Task –
Return every line below that contains the word "green". Treat uppercase and lowercase as different.

--- START OF Records supplied ---

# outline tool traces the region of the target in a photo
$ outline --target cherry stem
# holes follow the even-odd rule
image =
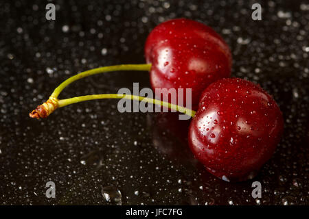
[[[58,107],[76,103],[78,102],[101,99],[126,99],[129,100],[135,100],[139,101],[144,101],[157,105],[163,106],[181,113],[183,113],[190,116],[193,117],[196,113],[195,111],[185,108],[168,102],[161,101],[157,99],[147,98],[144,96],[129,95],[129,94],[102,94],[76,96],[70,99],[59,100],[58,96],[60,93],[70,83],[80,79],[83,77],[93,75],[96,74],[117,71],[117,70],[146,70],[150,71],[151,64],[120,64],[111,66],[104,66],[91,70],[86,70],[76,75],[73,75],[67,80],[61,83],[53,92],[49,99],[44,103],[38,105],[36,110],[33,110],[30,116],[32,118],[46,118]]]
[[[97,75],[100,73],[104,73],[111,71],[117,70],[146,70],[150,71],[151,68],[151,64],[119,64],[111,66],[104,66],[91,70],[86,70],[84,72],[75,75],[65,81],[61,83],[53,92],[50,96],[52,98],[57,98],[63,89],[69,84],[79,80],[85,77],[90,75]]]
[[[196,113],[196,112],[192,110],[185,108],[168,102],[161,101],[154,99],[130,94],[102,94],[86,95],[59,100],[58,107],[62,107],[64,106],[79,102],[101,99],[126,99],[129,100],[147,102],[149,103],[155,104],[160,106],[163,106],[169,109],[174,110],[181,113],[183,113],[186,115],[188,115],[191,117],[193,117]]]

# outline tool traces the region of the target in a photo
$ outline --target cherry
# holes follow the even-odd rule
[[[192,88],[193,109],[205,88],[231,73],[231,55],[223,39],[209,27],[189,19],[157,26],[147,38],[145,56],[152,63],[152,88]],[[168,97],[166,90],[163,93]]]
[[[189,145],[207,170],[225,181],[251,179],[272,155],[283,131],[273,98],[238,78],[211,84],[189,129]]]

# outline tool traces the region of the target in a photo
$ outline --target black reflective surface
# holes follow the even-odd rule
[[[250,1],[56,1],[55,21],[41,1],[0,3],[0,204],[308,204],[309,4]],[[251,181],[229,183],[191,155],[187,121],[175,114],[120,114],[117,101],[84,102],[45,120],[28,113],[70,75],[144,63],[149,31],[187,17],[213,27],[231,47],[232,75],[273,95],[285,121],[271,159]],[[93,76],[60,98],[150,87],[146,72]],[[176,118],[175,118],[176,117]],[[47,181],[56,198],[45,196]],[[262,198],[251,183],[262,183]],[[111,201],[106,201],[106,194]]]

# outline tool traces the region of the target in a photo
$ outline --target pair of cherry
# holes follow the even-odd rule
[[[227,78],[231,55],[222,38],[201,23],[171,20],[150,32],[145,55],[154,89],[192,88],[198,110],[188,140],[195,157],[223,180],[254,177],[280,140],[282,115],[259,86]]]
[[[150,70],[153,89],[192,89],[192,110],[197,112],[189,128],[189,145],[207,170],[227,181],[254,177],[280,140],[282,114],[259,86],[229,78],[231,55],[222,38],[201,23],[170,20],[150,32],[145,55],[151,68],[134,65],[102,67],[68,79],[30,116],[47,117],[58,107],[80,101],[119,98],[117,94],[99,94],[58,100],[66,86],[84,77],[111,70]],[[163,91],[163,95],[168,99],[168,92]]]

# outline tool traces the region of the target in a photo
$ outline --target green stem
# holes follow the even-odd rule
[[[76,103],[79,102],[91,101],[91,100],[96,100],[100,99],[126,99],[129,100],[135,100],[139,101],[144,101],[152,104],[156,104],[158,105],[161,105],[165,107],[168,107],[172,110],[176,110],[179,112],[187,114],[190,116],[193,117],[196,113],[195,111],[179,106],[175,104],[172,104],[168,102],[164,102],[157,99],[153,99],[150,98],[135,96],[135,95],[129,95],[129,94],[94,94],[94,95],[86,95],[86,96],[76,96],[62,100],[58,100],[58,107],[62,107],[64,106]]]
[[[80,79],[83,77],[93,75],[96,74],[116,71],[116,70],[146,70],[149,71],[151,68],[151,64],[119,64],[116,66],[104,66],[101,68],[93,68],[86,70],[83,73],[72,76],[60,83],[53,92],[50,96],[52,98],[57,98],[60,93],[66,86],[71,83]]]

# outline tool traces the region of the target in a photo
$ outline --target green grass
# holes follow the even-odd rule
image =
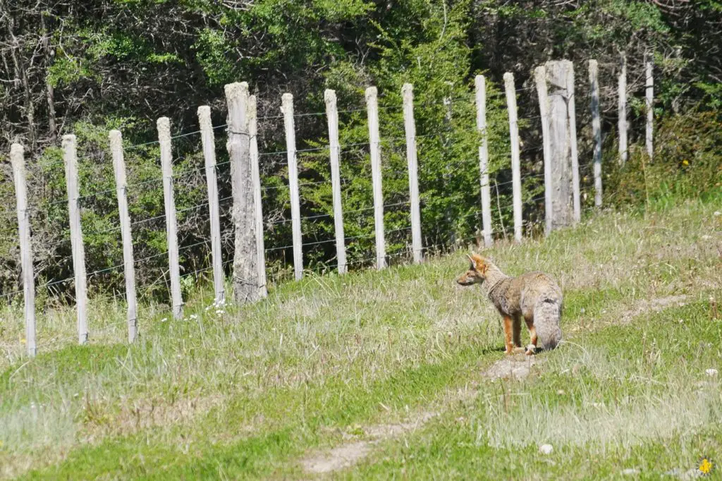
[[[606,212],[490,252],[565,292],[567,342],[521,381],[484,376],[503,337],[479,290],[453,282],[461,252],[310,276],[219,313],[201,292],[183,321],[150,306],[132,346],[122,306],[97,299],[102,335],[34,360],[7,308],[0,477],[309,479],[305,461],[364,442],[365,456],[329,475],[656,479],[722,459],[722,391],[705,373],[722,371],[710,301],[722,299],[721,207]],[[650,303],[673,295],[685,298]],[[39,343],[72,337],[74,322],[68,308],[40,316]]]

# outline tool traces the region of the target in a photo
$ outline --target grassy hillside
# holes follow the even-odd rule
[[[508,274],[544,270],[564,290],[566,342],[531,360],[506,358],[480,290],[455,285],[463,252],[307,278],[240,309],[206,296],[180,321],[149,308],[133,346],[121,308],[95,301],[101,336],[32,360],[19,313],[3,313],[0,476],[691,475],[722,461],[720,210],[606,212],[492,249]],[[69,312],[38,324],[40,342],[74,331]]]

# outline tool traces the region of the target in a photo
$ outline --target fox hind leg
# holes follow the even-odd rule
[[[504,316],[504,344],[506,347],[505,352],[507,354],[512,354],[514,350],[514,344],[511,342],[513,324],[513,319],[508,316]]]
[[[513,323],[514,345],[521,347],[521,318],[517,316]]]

--- END OF Records supplied ---
--- START OF Records supplied ---

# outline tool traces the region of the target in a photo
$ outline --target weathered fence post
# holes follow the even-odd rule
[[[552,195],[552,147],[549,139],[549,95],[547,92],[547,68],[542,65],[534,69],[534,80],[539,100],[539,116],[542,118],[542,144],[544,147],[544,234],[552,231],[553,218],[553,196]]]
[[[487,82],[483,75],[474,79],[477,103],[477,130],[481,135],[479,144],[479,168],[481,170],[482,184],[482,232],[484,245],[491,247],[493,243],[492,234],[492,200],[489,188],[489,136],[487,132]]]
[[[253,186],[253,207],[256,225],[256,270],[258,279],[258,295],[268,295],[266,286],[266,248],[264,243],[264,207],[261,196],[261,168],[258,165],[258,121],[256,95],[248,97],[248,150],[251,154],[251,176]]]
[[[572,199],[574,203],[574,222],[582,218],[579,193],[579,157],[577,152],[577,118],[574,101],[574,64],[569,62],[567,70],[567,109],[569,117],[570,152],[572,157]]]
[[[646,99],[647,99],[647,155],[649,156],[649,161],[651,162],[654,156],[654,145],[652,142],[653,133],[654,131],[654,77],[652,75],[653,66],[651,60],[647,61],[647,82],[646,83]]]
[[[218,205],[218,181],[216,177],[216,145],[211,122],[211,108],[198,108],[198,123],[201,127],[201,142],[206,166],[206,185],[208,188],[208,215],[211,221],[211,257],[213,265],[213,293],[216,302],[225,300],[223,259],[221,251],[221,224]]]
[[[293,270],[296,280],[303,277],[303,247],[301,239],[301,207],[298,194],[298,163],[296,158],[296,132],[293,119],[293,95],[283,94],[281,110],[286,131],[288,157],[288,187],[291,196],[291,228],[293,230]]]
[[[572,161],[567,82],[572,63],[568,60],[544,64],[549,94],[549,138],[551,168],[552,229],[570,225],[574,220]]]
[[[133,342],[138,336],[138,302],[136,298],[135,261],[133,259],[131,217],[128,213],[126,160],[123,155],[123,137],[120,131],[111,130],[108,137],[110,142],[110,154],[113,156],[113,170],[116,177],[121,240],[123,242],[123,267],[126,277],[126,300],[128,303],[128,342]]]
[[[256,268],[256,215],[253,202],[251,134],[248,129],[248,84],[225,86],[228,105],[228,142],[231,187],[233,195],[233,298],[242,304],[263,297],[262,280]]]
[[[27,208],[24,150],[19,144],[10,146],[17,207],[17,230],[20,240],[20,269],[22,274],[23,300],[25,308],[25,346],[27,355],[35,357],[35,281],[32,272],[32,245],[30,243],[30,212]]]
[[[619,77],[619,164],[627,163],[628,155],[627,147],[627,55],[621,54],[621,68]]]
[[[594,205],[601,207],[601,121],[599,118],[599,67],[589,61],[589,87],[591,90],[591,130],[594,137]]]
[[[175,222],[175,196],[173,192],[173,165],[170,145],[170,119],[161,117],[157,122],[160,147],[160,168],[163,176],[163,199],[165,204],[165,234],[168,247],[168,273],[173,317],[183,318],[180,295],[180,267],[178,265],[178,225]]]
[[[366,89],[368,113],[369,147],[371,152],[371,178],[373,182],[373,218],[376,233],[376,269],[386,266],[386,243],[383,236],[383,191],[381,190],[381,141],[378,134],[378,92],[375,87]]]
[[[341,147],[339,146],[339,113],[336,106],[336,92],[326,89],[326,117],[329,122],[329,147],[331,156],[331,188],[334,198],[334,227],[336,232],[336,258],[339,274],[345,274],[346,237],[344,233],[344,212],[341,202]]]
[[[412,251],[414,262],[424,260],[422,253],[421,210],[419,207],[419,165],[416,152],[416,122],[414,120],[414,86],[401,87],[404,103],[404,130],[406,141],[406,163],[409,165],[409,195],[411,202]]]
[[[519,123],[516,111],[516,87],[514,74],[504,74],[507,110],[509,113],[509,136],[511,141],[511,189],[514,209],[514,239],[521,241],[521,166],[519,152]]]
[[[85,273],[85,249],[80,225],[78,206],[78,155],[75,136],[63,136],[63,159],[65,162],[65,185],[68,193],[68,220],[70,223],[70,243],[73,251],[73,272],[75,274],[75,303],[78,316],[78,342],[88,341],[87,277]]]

--- END OF Records supplied ---
--- START OF Records supplied ---

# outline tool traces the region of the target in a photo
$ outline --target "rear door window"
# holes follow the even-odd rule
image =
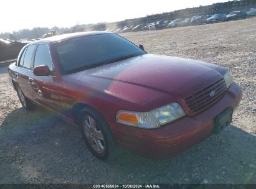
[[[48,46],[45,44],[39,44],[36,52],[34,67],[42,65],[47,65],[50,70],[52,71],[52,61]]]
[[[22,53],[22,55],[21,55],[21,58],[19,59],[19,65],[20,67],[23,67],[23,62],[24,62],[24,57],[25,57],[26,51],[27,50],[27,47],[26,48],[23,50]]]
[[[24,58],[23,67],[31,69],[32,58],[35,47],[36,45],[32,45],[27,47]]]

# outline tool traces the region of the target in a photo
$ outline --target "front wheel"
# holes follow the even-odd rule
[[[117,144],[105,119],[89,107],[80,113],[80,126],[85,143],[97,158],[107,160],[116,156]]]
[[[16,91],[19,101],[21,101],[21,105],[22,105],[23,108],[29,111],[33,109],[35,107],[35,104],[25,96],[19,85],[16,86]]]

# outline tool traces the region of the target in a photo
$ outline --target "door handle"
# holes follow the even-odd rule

--- END OF Records supplied ---

Solution –
$ outline --target green stem
$ outline --target green grass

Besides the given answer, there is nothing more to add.